__Description of the task__
Everything in the listing below needs restating exactly, apart from the pictures.

__Data excerpts__
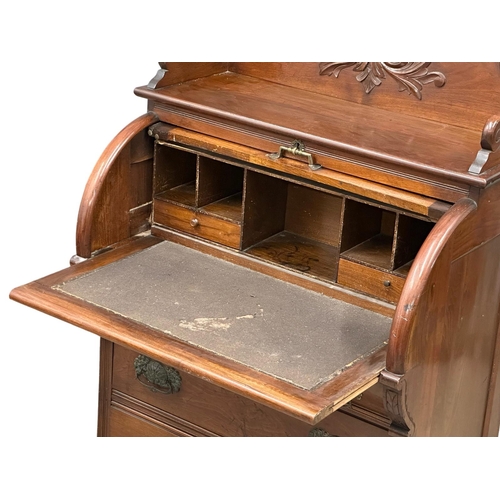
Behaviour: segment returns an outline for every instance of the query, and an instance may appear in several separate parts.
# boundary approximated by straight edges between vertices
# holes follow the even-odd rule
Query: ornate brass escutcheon
[[[152,392],[172,394],[181,389],[181,375],[171,366],[162,365],[158,361],[140,354],[134,360],[134,369],[137,380]]]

__Exercise solution__
Behaviour: segment returns an outline for every instance of the query, and an instance may appear in several separate parts.
# boundary approximated by straight edges between vertices
# holes follow the even-odd rule
Query: ornate brass escutcheon
[[[152,392],[172,394],[181,389],[181,375],[171,366],[162,365],[158,361],[140,354],[134,360],[134,369],[137,380]]]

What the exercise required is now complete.